··· Source document ···

Coronavirus: northern Italy implements severe travel restrictions as Italian wine professionals face “discrimination” in U.S.

Above: Milan’s iconic cathedral on Monday morning around 10 a.m. On a normal day, this piazza would be full of commuters and shoppers (photo by Giovanni Contrada).

Early Sunday morning, in its ongoing efforts to stop the spread of the novel coronavirus, the Italian government announced severe restrictions for movement across a broad swath of northern Italy, affecting roughly 16 million people.

Later in the day, the U.S. embassy in Rome issued the following statement:

    On March 8, 2020, the Government of Italy signed a decree that requires individuals to avoid movement to and from and within certain areas unless one can demonstrate an essential work-related reason or other necessity such as an emergency health-related reason. It remains unclear what mechanisms the Italian government foresees to enforce the provisions of the decree.
    These areas include Lombardy region; the provinces of Padova, Treviso, and Venice in Veneto region; the provinces of Alessandria, Asti, Novara, Verbano Cusio Ossola, and Vercelli in Piemonte region; the provinces of Modena, Parma, Piacenza, Reggio nell’Emilia, and Rimini in Emilia Romagna region; and the province of Pesaro-Urbino bordering the Republic of San Marino in Marche region.
    The decree is in force through April 3 and also details restrictions for the rest of Italy, such as certain large gatherings, school closures at various levels, and the closing of civil and religious ceremonies, gyms and swimming pools, theaters. museums and cultural centers. Public transportation including trains and airlines continues, but travelers should check with carriers for any schedule updates.

Above: Milan’s canal district, known as the Navigli, deserted on Monday morning (photo by Giovanni Contrada).

According to the latest update published by the Italian health ministry (6 p.m. local time, March 8), there have been 7,375 reported cases of persons infected with the virus in the country, with 6,387 persons currently testing positive. 622 persons have recovered after being infected. 3,557 persons with symptoms are currently hospitalized, 650 are in intensive care, and 2,180 are in home isolation. As of last night, 366 had died as a result of the virus (although this number is still being verified by authorities).

There is still widespread confusion as to how the northern lockdown will be implemented and who will be allowed to enter and leave the restricted zones.

Milan’s central train station was overwhelmed on Sunday as thousands of southern Italians hoped to leave the city before restrictions went into effect.

···

Problems to solve:
[1] Rewrite the part of the article on Italy's coronavirus travel restrictions that begins at the words "These areas include" and stops after "in Marche region.", with "provinces" replaced by "districts".
[2] Answer these questions from the article on Italy's coronavirus travel restrictions:
(a) Roughly how many people were affected by the movement restrictions announced for northern Italy?
(b) Through what date is the decree in force?
(c) According to the health ministry update, how many persons were in intensive care?
[3] Translate this sentence from the article on Italy's coronavirus travel restrictions into Spanish: "There is still widespread confusion as to how the northern lockdown will be implemented and who will be allowed to enter and leave the restricted zones."

··· Source data ···

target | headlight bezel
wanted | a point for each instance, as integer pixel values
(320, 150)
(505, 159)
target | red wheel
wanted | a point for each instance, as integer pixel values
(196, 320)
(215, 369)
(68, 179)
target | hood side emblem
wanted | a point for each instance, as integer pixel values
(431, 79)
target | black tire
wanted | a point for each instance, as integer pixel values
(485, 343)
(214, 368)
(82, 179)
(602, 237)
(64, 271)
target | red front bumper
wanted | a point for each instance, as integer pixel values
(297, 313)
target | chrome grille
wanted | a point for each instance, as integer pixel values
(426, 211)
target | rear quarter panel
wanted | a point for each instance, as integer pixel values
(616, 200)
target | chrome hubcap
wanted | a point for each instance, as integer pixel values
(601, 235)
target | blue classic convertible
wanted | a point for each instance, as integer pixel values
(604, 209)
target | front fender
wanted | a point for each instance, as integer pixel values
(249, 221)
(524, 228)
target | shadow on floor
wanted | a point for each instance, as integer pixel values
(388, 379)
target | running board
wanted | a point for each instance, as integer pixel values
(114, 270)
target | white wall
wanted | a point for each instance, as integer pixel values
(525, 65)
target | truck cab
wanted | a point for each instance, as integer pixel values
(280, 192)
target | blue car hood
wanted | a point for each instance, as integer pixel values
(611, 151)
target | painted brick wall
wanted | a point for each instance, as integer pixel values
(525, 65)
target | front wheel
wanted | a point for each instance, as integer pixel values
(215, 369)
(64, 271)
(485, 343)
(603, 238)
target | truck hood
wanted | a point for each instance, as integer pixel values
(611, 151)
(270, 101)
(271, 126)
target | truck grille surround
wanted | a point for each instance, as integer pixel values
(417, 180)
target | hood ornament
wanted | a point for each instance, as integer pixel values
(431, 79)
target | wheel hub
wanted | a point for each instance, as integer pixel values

···

Solutions in order:
[1]
These areas include Lombardy region; the districts of Padova, Treviso, and Venice in Veneto region; the districts of Alessandria, Asti, Novara, Verbano Cusio Ossola, and Vercelli in Piemonte region; the districts of Modena, Parma, Piacenza, Reggio nell’Emilia, and Rimini in Emilia Romagna region; and the province of Pesaro-Urbino bordering the Republic of San Marino in Marche region.

[2]
(a) Roughly 16 million people.
(b) April 3.
(c) 650.

[3] Todavía existe una confusión generalizada sobre cómo se aplicará el confinamiento en el norte y a quién se le permitirá entrar y salir de las zonas restringidas.